- Activity: Beginning with the line below that contains "Format sample: [267, 626]" and ending with the line that contains "Format sample: [934, 5]", copy every line exactly. Copy nothing else.

§

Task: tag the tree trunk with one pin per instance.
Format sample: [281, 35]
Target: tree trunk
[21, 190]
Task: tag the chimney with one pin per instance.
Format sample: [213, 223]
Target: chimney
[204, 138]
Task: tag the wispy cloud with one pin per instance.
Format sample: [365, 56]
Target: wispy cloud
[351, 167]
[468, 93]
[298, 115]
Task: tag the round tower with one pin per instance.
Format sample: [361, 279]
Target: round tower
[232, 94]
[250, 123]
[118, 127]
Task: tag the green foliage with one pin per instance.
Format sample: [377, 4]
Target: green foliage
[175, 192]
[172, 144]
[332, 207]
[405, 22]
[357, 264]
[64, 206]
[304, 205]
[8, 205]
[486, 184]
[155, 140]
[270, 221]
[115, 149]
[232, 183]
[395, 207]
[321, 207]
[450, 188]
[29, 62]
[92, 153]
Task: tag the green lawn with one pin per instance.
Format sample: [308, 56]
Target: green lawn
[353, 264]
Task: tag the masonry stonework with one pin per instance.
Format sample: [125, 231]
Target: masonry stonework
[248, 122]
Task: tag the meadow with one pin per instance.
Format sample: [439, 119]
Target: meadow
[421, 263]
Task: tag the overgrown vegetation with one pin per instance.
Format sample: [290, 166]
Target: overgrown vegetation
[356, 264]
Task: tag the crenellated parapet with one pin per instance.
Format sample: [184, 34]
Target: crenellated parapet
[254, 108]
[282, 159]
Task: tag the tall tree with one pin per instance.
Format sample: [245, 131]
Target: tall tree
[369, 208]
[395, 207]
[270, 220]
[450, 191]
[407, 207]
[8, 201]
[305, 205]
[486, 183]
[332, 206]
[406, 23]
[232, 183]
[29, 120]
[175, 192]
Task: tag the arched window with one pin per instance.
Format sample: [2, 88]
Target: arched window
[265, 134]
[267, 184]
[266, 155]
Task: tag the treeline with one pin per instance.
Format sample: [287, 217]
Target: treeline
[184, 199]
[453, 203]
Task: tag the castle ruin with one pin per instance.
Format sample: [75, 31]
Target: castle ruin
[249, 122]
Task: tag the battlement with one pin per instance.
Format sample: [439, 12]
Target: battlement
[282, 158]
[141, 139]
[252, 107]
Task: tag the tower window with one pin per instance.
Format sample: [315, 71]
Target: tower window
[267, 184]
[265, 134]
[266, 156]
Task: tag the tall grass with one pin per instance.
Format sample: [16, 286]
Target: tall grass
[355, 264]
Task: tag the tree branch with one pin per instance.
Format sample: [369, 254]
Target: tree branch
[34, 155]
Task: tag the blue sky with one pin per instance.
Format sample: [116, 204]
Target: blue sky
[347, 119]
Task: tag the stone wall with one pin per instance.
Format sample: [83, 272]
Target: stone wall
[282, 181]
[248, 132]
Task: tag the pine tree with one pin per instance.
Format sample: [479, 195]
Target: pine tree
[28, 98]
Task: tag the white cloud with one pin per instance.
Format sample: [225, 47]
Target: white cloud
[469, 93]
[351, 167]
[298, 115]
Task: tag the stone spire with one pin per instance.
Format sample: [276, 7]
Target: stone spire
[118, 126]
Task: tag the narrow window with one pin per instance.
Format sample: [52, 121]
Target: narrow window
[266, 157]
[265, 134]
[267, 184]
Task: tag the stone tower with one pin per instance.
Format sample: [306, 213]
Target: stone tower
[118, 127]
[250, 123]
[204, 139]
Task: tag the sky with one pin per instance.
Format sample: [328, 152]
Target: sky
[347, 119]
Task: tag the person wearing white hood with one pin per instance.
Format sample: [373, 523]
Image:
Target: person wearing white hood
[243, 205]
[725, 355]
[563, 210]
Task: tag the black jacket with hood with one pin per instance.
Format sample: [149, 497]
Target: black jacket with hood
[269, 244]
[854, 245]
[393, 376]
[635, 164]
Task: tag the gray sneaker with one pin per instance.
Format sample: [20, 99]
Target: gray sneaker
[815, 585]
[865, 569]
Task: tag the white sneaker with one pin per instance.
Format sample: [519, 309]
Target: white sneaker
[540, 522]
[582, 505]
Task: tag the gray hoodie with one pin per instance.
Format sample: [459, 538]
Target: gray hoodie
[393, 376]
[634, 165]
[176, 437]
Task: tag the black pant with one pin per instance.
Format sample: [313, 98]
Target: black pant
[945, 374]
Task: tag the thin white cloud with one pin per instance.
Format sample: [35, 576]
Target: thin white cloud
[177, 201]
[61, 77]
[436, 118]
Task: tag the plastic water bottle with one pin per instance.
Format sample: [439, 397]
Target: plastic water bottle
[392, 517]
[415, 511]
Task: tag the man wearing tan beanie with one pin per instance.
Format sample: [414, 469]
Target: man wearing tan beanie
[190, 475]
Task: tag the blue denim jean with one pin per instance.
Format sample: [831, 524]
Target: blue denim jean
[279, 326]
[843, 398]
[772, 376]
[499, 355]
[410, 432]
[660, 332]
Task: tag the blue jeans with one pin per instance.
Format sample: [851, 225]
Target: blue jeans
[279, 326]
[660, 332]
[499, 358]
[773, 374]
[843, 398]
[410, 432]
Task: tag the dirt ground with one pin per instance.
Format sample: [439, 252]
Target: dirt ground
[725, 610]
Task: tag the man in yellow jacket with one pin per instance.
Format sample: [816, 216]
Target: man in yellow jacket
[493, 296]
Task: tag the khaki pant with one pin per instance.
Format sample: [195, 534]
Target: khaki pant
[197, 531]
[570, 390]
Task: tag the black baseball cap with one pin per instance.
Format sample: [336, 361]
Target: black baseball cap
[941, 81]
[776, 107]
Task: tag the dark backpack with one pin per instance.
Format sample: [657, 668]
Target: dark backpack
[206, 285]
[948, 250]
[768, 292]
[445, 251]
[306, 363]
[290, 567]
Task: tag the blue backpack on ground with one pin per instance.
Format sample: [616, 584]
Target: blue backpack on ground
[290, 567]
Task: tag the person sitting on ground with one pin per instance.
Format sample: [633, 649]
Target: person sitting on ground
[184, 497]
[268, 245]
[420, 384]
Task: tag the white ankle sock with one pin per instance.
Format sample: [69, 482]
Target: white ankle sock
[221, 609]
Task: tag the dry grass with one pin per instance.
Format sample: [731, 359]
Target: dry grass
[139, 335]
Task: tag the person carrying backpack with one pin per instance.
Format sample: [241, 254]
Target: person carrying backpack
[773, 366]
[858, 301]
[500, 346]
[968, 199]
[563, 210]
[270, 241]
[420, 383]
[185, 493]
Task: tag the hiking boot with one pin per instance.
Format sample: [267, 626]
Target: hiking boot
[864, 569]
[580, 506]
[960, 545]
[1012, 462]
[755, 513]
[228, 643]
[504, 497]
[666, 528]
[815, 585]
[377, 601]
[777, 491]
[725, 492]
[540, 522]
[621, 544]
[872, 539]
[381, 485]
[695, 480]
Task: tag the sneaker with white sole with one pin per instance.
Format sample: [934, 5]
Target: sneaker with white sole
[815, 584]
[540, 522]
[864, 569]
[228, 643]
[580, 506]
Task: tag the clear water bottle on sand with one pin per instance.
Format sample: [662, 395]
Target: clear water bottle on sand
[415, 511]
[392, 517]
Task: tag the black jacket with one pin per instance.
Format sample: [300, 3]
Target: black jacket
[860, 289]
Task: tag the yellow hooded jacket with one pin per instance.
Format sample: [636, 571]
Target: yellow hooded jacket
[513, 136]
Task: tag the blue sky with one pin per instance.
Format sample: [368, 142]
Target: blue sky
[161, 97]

§

- Written answer:
Format sample: [267, 626]
Target: hiking boot
[864, 569]
[580, 506]
[960, 545]
[1012, 462]
[755, 513]
[228, 643]
[504, 497]
[666, 528]
[815, 585]
[377, 601]
[777, 491]
[725, 492]
[540, 522]
[621, 544]
[872, 539]
[381, 485]
[695, 480]
Task: tag the sneaker with white sole with one pin per instance.
Format sample: [934, 5]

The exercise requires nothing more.